- TREŚĆ ZADANIA: Wyodrębnij z listingu wszystkie wiersze i przepisz je dosłownie, bez żadnych zmian. Pomiń obrazy.

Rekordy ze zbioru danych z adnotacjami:
※

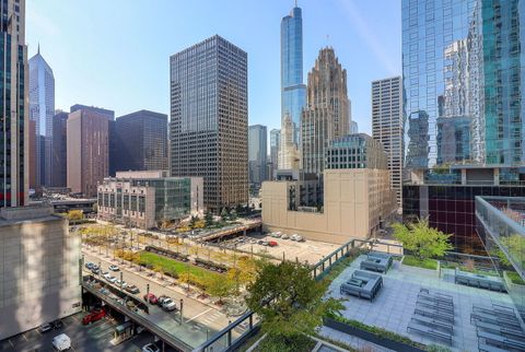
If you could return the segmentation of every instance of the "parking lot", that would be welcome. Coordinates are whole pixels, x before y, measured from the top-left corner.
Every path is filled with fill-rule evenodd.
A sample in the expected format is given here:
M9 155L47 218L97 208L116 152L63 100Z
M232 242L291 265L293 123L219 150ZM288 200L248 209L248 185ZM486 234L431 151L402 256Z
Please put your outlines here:
M66 333L71 338L72 351L136 352L141 351L144 344L153 342L153 336L144 330L133 336L130 340L113 345L110 340L114 337L118 322L110 318L104 318L84 326L82 325L82 317L85 314L82 312L62 319L63 326L60 329L46 333L40 333L37 329L34 329L2 340L0 341L0 351L52 351L51 341L60 333Z
M276 242L277 246L266 246L259 242ZM236 248L254 255L272 256L277 259L295 260L301 262L316 263L323 257L336 250L339 246L326 242L310 240L296 242L290 238L282 239L270 236L269 234L242 236L230 239L231 248ZM226 243L226 245L228 245Z

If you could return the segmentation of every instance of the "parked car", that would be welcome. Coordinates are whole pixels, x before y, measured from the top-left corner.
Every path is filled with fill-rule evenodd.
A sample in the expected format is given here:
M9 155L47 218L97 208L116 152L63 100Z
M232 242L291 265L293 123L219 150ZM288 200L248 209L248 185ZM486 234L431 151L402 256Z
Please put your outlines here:
M175 305L175 302L173 302L172 298L166 297L165 300L162 301L162 308L167 312L175 310L177 306Z
M60 333L54 337L51 343L56 351L67 351L71 349L71 339L66 333Z
M154 343L148 343L142 347L142 352L161 352L161 349Z
M102 308L93 309L90 314L84 316L84 318L82 319L82 324L83 325L92 324L101 320L105 316L106 316L106 312L104 309Z
M61 329L62 328L62 320L57 319L55 321L51 321L50 325L52 326L54 329Z
M52 330L52 327L49 322L43 324L38 327L38 332L46 333Z
M151 292L148 293L148 294L144 294L144 301L150 303L150 304L156 304L159 302L156 296Z
M132 293L132 294L140 293L139 288L137 288L136 285L126 286L126 288L124 288L124 290L126 290L126 291L128 291L129 293Z

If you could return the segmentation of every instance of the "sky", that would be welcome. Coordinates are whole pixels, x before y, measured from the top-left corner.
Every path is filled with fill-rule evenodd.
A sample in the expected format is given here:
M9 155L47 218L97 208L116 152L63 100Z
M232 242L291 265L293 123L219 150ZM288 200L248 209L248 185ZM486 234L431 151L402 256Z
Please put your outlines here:
M371 132L371 82L401 74L400 0L298 0L304 82L320 48L347 69ZM170 56L214 34L248 52L248 124L280 128L280 22L292 0L26 0L28 56L54 70L56 108L170 114Z

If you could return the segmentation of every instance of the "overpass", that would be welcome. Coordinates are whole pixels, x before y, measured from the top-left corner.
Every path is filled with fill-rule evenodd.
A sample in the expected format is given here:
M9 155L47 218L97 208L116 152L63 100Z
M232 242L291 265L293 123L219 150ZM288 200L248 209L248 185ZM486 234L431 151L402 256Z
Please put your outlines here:
M172 348L178 351L189 352L207 340L208 337L206 332L196 330L192 321L180 324L180 319L176 318L179 316L178 314L165 313L160 307L153 305L148 305L149 313L142 309L132 310L128 308L124 300L127 301L128 297L131 297L129 301L140 300L122 293L119 293L119 297L109 291L113 289L110 285L105 285L105 288L102 285L104 289L98 289L96 288L97 283L103 282L91 275L83 277L82 289L84 292L89 292L104 302L112 307L112 309L119 312L151 333L158 336ZM124 300L121 298L122 296Z
M218 231L211 233L211 234L206 234L202 235L201 237L198 238L200 242L209 242L209 240L215 240L219 238L228 237L228 236L234 236L234 235L243 235L245 236L248 231L252 230L262 230L262 221L260 219L255 220L250 223L243 224L243 225L233 225L229 227L223 227L219 228Z

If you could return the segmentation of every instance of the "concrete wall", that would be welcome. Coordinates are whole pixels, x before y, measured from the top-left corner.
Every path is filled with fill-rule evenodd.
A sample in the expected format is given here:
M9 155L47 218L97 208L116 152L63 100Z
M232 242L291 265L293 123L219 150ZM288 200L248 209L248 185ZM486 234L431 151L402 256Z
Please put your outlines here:
M67 220L0 220L0 340L80 309L80 237Z
M388 171L327 169L324 174L323 213L288 210L288 187L293 181L262 183L262 223L267 231L298 233L310 239L343 244L368 238L394 210Z

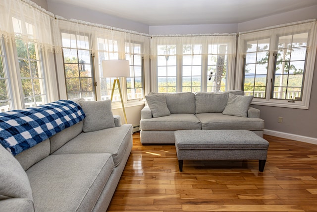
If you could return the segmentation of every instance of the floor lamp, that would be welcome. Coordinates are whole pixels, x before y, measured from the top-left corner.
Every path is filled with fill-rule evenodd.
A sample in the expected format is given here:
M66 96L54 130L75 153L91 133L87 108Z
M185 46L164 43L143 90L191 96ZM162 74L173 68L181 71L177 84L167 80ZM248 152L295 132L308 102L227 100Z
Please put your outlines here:
M130 76L130 65L129 61L125 60L108 60L103 61L103 71L104 72L104 77L116 77L116 79L113 80L113 86L112 86L112 90L111 92L111 101L112 101L112 97L113 96L113 92L114 91L114 87L115 83L118 85L119 89L119 93L120 93L120 98L121 99L121 103L122 105L122 109L123 110L123 115L124 115L124 120L126 123L128 123L127 121L127 116L125 115L125 110L124 109L124 105L123 104L123 99L122 99L122 94L121 92L121 88L120 87L120 82L118 77L126 77Z

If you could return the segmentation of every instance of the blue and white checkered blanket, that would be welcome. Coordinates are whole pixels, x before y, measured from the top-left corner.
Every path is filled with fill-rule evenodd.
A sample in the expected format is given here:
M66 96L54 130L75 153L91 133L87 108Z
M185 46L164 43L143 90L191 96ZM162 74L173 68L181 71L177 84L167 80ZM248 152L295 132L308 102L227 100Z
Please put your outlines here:
M70 100L0 113L0 143L15 155L85 117L80 106Z

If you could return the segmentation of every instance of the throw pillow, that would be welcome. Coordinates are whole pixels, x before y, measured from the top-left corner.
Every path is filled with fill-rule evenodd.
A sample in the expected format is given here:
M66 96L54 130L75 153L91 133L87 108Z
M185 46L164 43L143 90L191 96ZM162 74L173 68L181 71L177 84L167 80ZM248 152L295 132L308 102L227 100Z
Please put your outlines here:
M248 110L252 99L253 96L242 96L229 93L227 105L222 111L222 114L246 117L248 116Z
M167 105L166 99L163 95L153 95L145 96L149 107L152 111L152 116L154 118L161 116L169 116L170 112Z
M83 122L85 133L115 127L111 109L111 100L81 101L86 117Z

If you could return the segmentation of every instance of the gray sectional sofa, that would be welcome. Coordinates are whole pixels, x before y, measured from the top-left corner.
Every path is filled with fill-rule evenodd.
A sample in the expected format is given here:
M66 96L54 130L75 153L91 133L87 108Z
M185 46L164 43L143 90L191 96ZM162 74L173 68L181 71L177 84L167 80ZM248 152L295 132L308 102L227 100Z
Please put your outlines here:
M142 144L174 143L174 132L186 130L247 130L263 137L264 120L243 91L159 93L146 96L141 111Z
M110 100L74 100L83 121L15 156L0 144L1 212L106 211L132 149L132 127L112 116Z

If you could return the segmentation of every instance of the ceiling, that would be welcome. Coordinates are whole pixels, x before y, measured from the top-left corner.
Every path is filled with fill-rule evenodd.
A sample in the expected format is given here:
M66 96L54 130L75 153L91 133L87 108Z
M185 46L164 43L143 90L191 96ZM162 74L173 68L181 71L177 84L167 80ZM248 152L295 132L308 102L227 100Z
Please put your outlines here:
M149 26L239 23L317 5L317 0L48 0Z

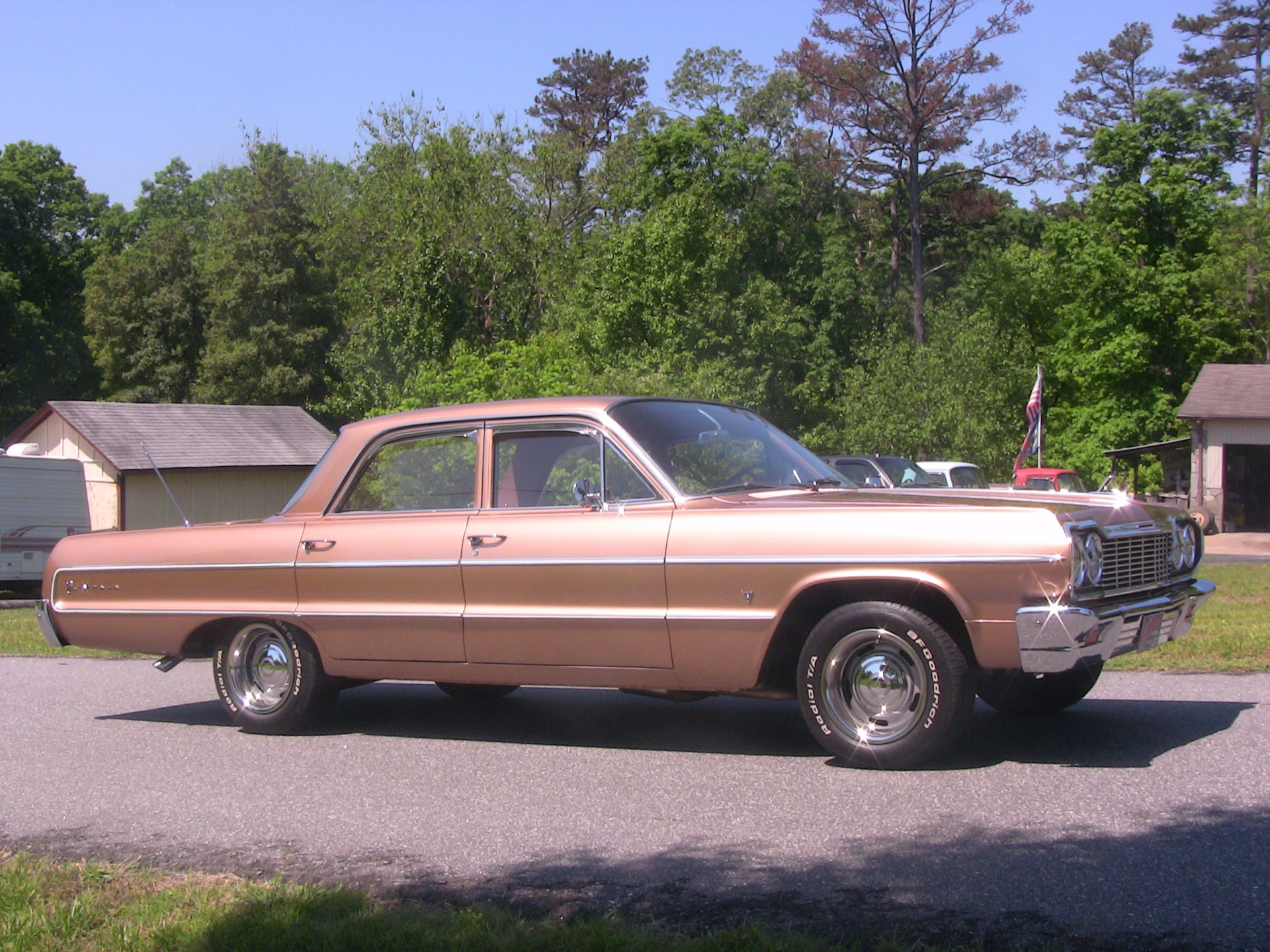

※

- ODPOWIEDŹ PISEMNA:
If you could return the segmentation of every instance of the "parking lot", that would be welcome. Coordinates are whole pixels, x before y, measured from the top-left corner.
Every path is filled with fill-rule evenodd.
A sample in the expected format is given here:
M9 155L47 218L97 208L116 152L63 100Z
M232 242L291 265L293 123L219 150ZM288 200L248 209L248 185ZM486 234L431 151L402 256Z
Please put your outlines here:
M66 333L71 338L72 351L136 352L141 351L144 344L153 342L153 336L144 330L133 336L130 340L113 345L110 340L114 337L118 322L110 318L104 318L84 326L82 325L82 317L85 314L82 312L62 319L63 326L60 329L46 333L40 333L37 329L34 329L2 340L0 341L0 351L52 351L51 341L60 333Z
M276 242L277 246L266 246L259 242ZM236 248L254 255L272 256L277 259L295 260L301 262L316 263L323 257L336 250L339 246L326 242L310 240L296 242L290 238L282 239L270 236L269 234L242 236L230 239L231 248ZM226 243L226 245L228 245Z

If you could return the segmentation of every instance of the "parked car", that would be welcome. Coordinates are whole pixels, x before y, measured from the top-left corner.
Every path is filled with fill-rule evenodd.
A sample in the expected format is given here:
M9 155L47 218L97 208L116 152L63 100Z
M232 242L291 265L293 123L219 150ZM288 200L248 209L248 185ZM486 234L431 151L402 256Z
Please put your outlines here:
M175 305L175 302L173 302L172 298L166 297L165 300L162 301L162 308L167 312L175 310L177 306Z
M60 333L54 337L51 343L56 351L67 351L71 349L71 339L66 333Z
M154 343L148 343L142 347L142 352L161 352L161 349Z
M102 308L93 309L90 314L84 316L84 318L82 319L82 324L83 325L92 324L101 320L105 316L106 316L106 312L104 309Z
M61 329L62 328L62 320L57 319L55 321L51 321L50 325L52 326L54 329Z
M52 330L52 327L49 322L43 324L38 327L38 332L46 333Z
M151 292L148 293L148 294L144 294L144 301L150 303L150 304L156 304L159 302L156 296Z
M132 293L132 294L140 293L139 288L137 288L136 285L126 286L126 288L124 288L124 290L126 290L126 291L128 291L129 293Z

If you could return the segmentation of every instance of the "sky", that would be welcome. Coordinates are whole pixels, x before y, measured from the top-left corner.
Every path is filled with fill-rule evenodd.
A sample in the expected format is given here:
M9 155L47 218L97 208L116 152L63 100Z
M232 242L291 265L293 123L219 150ZM288 200L248 209L248 185ZM486 234L431 151L402 256Z
Please put your outlines here:
M371 132L371 82L401 74L400 0L298 0L304 82L320 48L347 69ZM170 56L214 34L248 52L248 124L280 128L280 22L292 0L26 0L28 56L54 70L56 108L170 114Z

If you could return the segmentation of every instance of the "overpass", that would be welcome. Coordinates are whole pixels, x before y, measured from the top-left corner.
Every path is filled with fill-rule evenodd.
A sample in the expected format is given here:
M9 155L47 218L97 208L116 152L63 100Z
M232 242L291 265L293 123L219 150ZM288 200L248 209L248 185ZM486 234L431 151L402 256Z
Please put your outlines here:
M172 348L178 351L189 352L207 340L208 337L206 332L196 330L192 321L180 324L180 319L176 318L179 316L178 314L165 313L160 307L153 305L148 305L149 313L142 309L132 310L128 308L124 300L127 301L128 297L131 297L129 301L140 300L122 293L119 293L119 297L109 291L113 289L110 285L105 285L105 288L102 285L104 289L98 289L96 288L97 283L103 282L91 275L83 277L82 289L84 292L89 292L104 302L112 307L112 309L119 312L151 333L158 336ZM124 300L121 298L122 296Z
M218 231L211 233L211 234L206 234L202 235L201 237L198 238L200 242L209 242L209 240L215 240L219 238L228 237L228 236L234 236L234 235L243 235L245 236L248 231L252 230L262 230L262 221L260 219L255 220L250 223L243 224L243 225L233 225L229 227L223 227L219 228Z

If you could return the segmentation of every instance of the "concrete wall", that would be welcome. Coordinates are whole pixels, x before y, measured from the top-left corner.
Every path is filled with fill-rule evenodd.
A sample in the expected format is given here:
M9 155L47 218L97 208L116 152L63 100Z
M232 242L291 265L293 123L219 150ZM288 200L248 209L248 185ZM486 234L431 151L402 256Z
Please put your outlines here:
M67 220L0 220L0 340L80 309L80 237Z
M388 171L327 169L324 174L323 213L288 210L288 187L293 181L262 183L262 223L267 231L298 233L310 239L343 244L368 238L394 210Z

If you could return the segmentation of every instance of the floor lamp, that would be welcome. Coordinates are whole pixels, x before y, measured from the top-left corner.
Every path is filled with fill-rule evenodd.
A sample in the expected format is given here:
M66 96L54 130L75 153L91 133L87 108Z
M185 46L164 43L143 90L191 96ZM162 74L173 68L181 71L177 84L167 80ZM248 152L295 132L308 102L227 100Z
Please put your outlines here:
M130 76L130 65L129 61L125 60L108 60L103 61L103 71L104 72L104 77L116 77L116 79L113 80L113 86L112 86L112 90L111 92L111 101L112 101L112 97L113 96L113 92L114 91L114 87L115 83L118 85L119 89L119 93L120 93L120 98L121 99L121 103L122 105L122 109L123 110L123 115L124 115L124 120L126 123L128 123L127 121L127 116L125 115L125 110L124 109L124 105L123 104L123 99L122 99L122 94L121 92L121 88L120 87L120 82L118 77L126 77Z

If you could return the segmentation of every instance of the blue and white checkered blanket, that would be welcome. Coordinates are whole pixels, x before y, measured from the top-left corner.
Every path is filled with fill-rule evenodd.
A sample in the expected format is given here:
M66 96L54 130L75 153L91 133L87 108Z
M185 46L164 43L143 90L191 96ZM162 74L173 68L181 71L177 84L167 80ZM248 152L295 132L308 102L227 100Z
Please put your outlines here:
M70 100L0 113L0 143L15 155L85 117L80 106Z

If you could return the segmentation of every instance of the throw pillow, that would be welcome. Coordinates are whole pixels, x before y, measured from the top-left corner.
Every path is filled with fill-rule evenodd.
A sample in the expected format is given here:
M66 96L54 130L75 153L91 133L87 108Z
M185 46L164 43L143 90L191 96ZM162 74L173 68L181 71L177 84L167 80ZM248 152L295 132L308 102L227 100Z
Please put your outlines here:
M248 110L252 99L253 96L242 96L229 93L227 105L222 111L222 114L246 117L248 116Z
M167 105L166 99L163 95L153 95L145 96L149 107L152 111L152 116L154 118L161 116L169 116L170 112Z
M83 122L85 133L115 127L111 109L111 100L81 101L86 117Z

If you could return the segmentation of every instance of the gray sectional sofa, that would be welcome. Coordinates are whole pixels, x before y, measured from the top-left corner.
Every path is filled with fill-rule evenodd.
A sample in the expected format is given here:
M66 96L54 130L75 153L91 133L87 108Z
M185 46L164 43L143 90L191 96ZM162 74L173 68L181 71L177 84L167 80ZM248 152L295 132L308 102L227 100Z
Please put your outlines here:
M142 144L174 143L174 132L186 130L247 130L263 137L264 120L243 91L159 93L146 96L141 111Z
M110 100L74 100L83 121L15 156L0 144L1 212L106 211L132 149L132 127L112 116Z

If you could return the segmentation of every instance of the ceiling, that would be welcome. Coordinates are whole pixels, x before y, measured from the top-left corner.
Every path is filled with fill-rule evenodd.
A sample in the expected format is given here:
M66 96L54 130L75 153L91 133L87 108Z
M185 46L164 43L143 90L191 96ZM162 74L173 68L181 71L177 84L167 80ZM248 152L295 132L308 102L227 100Z
Please put your outlines here:
M149 26L239 23L317 5L317 0L48 0Z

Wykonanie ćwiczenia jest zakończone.